- [Source text]

______

Allow extension themes to use CSS gradients.
Categories
(WebExtensions :: Themes, enhancement, P3)
Tracking
(Not tracked)
People
(Reporter: emilio, Assigned: emilio, NeedInfo)
Details
Attachments
(1 file)
The AI window theme uses a full-body gradient as a background. Themes right now would need to point to an SVG image to get the same effect which is unfortunate as it'd be more inefficient.
We should probably allow gradients in the additional_backgrounds property?
Comment 1•21 days ago
|
||
Nova themes will need this too at least on the toolbox.
| Assignee | ||
Updated•18 days ago
|
| Assignee | ||
Comment 2•15 days ago
|
||
And use this for Alpenglow. Note that I had to allow configuring
background-size too. Needs some tests, too, of course.
Updated•15 days ago
|
| Assignee | ||
Comment 3•15 days ago
|
||
Luca, see comment 2, I wasn't sure what better approach for structured data would look like, and this seemed simple enough?
Comment 4•15 days ago
|
||
(In reply to Emilio Cobos Álvarez [:emilio] from comment #3)
Luca, see comment 2, I wasn't sure what better approach for structured data would look like, and this seemed simple enough?
I've replied to this needinfo on the phabricator side here, I think that the approach I was proposing is actually a slight simplification of the approach in your patch (the draft patch I've attached to demonstrate the structure data approach I was proposing doesn't seem to need the C++/rust part of the current version of the phabricator revision and the rest only tweaked a little bit).

______

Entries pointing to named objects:
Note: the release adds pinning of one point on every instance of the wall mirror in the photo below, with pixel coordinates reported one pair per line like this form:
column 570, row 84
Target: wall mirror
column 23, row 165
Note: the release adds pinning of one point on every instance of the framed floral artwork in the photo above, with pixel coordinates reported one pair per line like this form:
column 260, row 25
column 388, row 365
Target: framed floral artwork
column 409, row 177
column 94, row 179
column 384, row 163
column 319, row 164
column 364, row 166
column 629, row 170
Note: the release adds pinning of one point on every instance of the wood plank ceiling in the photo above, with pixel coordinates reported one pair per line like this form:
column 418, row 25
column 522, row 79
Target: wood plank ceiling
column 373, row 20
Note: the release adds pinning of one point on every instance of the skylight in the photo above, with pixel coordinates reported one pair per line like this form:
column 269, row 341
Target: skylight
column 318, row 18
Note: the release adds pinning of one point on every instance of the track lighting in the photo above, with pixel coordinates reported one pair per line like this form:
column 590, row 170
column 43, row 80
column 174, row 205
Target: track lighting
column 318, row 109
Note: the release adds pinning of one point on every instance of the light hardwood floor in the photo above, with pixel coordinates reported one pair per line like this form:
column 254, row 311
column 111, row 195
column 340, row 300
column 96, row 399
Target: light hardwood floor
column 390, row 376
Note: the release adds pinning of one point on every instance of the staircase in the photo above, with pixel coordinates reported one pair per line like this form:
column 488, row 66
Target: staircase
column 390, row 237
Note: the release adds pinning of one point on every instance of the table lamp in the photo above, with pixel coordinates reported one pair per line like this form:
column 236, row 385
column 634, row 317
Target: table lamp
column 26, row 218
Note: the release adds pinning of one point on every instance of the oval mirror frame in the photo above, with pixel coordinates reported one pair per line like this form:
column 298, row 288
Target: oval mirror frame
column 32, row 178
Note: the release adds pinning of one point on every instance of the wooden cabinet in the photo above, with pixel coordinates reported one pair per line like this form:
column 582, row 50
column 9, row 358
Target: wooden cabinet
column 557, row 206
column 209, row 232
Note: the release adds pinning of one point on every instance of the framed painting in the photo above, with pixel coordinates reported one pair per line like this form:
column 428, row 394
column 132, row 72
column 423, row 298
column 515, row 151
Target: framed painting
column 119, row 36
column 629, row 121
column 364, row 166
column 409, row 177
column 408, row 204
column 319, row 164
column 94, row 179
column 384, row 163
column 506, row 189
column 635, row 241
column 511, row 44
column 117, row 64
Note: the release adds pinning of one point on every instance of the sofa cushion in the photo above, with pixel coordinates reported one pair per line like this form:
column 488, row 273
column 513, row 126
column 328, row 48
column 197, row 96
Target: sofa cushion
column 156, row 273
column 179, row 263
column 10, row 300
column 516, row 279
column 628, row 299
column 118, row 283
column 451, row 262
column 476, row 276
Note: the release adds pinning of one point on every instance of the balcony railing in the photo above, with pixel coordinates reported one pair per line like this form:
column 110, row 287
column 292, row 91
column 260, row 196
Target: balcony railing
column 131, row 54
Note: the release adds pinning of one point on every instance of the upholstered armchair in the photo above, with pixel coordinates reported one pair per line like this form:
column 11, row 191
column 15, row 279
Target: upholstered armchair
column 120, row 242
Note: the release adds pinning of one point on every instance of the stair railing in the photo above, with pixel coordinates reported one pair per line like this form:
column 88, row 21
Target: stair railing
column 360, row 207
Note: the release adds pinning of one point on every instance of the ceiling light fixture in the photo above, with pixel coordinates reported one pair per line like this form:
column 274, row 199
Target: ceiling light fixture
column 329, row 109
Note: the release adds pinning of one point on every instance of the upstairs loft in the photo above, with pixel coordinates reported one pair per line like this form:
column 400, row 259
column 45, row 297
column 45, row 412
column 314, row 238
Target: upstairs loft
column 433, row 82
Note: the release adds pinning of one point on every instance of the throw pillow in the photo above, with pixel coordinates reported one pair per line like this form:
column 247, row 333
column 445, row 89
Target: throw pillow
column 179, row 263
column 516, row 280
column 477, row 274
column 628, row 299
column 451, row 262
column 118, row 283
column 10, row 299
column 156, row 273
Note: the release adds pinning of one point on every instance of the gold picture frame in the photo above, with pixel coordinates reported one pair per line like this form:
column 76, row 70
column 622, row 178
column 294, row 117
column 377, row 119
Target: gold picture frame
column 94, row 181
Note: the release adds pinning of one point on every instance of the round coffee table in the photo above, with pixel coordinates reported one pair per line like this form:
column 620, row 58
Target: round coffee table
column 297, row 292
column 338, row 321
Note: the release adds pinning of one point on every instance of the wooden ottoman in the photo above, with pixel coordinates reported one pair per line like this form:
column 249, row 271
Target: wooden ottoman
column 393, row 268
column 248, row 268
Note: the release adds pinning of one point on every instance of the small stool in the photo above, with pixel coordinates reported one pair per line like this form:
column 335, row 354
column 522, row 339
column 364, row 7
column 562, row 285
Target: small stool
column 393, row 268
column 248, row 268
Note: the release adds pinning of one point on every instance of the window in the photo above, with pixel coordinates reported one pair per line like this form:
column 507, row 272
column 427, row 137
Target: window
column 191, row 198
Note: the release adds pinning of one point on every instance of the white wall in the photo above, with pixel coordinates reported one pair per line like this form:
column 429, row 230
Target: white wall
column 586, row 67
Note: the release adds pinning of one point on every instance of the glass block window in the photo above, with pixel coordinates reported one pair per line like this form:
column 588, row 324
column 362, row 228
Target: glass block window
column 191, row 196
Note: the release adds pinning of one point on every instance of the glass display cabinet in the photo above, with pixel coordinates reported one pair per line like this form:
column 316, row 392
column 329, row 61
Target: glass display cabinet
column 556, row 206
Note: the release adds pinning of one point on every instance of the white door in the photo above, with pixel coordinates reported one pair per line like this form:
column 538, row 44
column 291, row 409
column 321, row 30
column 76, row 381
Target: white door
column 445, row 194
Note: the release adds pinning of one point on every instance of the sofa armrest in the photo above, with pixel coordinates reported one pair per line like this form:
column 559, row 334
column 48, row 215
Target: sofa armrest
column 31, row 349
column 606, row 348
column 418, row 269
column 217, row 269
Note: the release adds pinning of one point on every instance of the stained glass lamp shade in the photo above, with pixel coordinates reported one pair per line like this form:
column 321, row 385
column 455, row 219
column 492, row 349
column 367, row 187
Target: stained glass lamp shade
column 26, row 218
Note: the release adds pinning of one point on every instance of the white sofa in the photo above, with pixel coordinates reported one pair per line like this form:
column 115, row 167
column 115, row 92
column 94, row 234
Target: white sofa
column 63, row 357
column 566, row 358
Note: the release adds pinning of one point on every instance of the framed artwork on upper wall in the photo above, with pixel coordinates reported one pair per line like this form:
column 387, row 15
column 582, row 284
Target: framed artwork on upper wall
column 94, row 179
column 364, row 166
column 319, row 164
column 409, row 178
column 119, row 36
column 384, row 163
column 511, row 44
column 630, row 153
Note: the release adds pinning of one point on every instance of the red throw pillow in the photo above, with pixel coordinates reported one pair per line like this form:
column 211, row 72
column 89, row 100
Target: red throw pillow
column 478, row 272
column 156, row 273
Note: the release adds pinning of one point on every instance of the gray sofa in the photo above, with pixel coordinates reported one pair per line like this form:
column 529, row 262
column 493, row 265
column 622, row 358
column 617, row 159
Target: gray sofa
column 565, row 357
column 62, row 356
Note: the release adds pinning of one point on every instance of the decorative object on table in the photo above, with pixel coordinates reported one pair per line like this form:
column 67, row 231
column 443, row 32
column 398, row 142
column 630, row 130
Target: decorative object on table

______

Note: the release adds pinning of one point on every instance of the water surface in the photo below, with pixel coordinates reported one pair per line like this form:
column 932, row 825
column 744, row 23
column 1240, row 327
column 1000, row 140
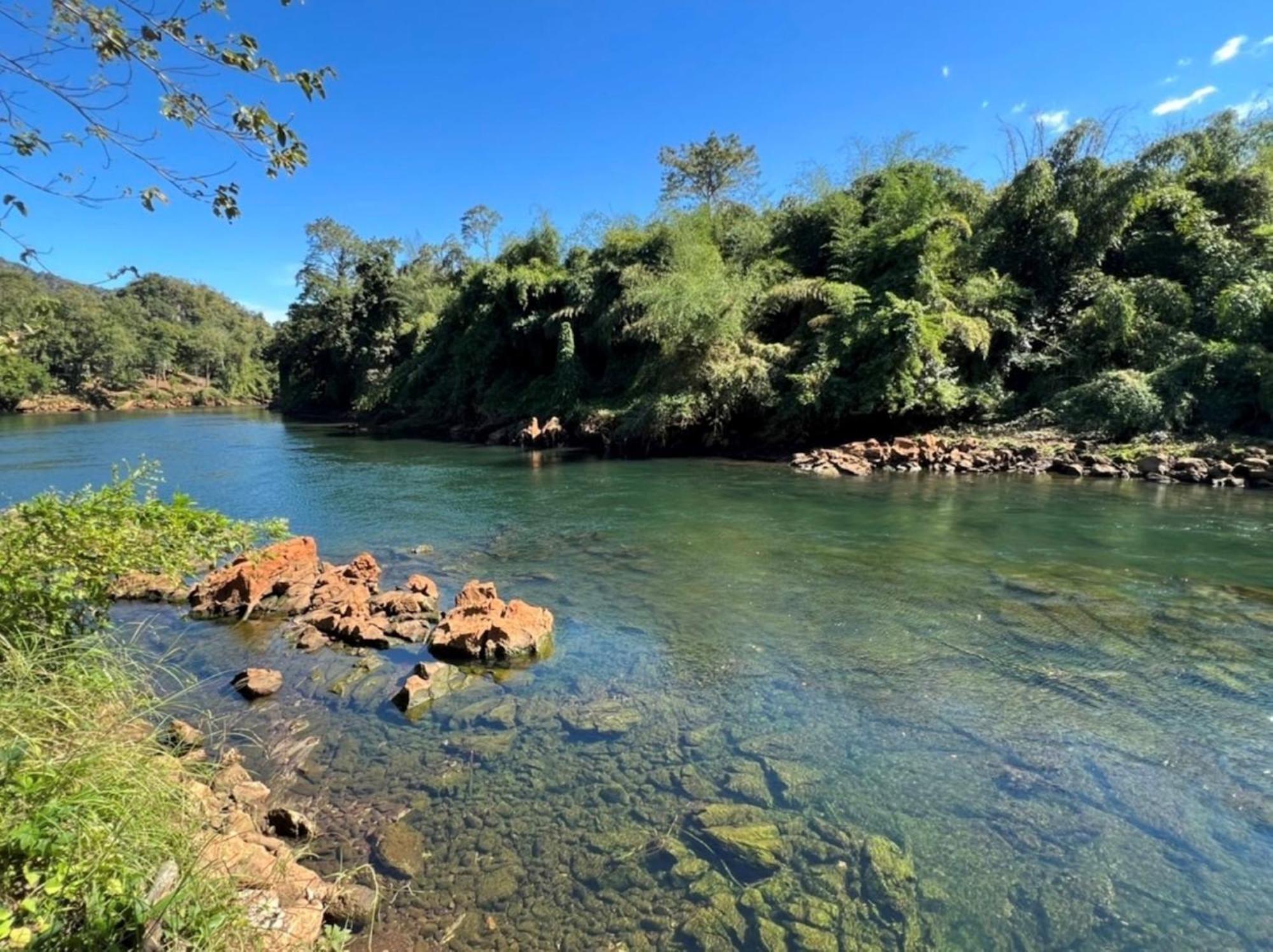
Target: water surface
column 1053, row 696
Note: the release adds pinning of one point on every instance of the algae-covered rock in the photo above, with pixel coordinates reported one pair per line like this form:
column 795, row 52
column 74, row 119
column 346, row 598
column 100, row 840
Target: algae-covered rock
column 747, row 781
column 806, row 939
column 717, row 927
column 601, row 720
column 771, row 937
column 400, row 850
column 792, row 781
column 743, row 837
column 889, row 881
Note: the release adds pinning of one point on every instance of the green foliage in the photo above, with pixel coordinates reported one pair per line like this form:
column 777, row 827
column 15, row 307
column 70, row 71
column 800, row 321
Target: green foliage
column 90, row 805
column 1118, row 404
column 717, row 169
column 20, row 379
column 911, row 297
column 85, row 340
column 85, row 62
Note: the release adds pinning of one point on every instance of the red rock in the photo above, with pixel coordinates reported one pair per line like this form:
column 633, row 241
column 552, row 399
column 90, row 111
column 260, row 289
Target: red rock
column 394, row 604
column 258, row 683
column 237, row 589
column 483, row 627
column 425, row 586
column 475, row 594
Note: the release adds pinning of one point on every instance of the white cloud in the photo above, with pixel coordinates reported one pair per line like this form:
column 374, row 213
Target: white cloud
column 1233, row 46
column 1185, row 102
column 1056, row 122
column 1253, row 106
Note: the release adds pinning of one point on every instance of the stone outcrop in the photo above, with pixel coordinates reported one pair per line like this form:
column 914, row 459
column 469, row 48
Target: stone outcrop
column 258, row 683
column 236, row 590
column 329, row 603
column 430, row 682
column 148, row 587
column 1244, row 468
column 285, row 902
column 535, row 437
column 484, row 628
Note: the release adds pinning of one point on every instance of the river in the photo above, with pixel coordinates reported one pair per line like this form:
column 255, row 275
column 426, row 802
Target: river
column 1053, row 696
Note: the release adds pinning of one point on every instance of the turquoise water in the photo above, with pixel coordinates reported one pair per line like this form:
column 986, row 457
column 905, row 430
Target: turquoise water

______

- [Tasks for this exercise]
1. In the bug report on CSS gradients in extension themes, which property does the reporter suggest allowing gradients in?
2. Please copy the stretch of the bug report on CSS gradients in extension themes from "Allow extension themes" through "be more inefficient.".
3. Carry on the bug report on CSS gradients in extension themes, starting after its last sentence.
The records are separate material, apart from the bug report on CSS gradients in extension themes.

- [Answers for the tasks]
1. The additional_backgrounds property.

2.
Allow extension themes to use CSS gradients.
Categories
(WebExtensions :: Themes, enhancement, P3)
Tracking
(Not tracked)
People
(Reporter: emilio, Assigned: emilio, NeedInfo)
Details
Attachments
(1 file)
The AI window theme uses a full-body gradient as a background. Themes right now would need to point to an SVG image to get the same effect which is unfortunate as it'd be more inefficient.

3.
Let me know what do you think about the tweaks to the approach I'm proposing through that draft patch, once we have settled on the implementation approach I'll look into helping to determine what kind of test coverage we would want on the webextensions theme API and schema side.
| Assignee | ||
Comment 5•15 days ago
|
||
I don't have super-strong opinions other than it looks a bit funkier / harder to use than my approach. E.g. for color properties theme authors don't need to do { "color_type": "rgba", "color_params": [...] } and we extend the CSS color syntax quite a lot.
Ideally I'd like this approach to be simpler to use than an SVG image (because those are slower). So I think it's nice that you can just slap the gradient there and it just works, and it is fairly parallel to the other background properties. But I don't feel super strongly one way or the other I guess?
Not sure if the above changes your mind... Do you know who (else) might have opinions about this? If not I guess I'm ok with your approach.
ni?ing dao because he probably has more context / gut feeling about theme authors...
Comment 6•14 days ago
|
||
(In reply to Emilio Cobos Álvarez [:emilio] from comment #5)
I don't have super-strong opinions other than it looks a bit funkier / harder to use than my approach. E.g. for color properties theme authors don't need to do
{ "color_type": "rgba", "color_params": [...] }and we extend the CSS color syntax quite a lot.
Well, for the color properties the fact is that all the different formats of that property that we support (we support more than one in addition to the more lax string one) are all representing and translate into the very same thing: a color
In this case the property we are trying to extend is { images: { additional_backgrounds: [...] } and at the moment it is an array of either relative urls to the image files in the extension manifest (this is usually what a static theme manifest would include at the moment) or image data (which would be what an extension using the theme API could also choose to use) and trying to fit something completely different: a css gradient.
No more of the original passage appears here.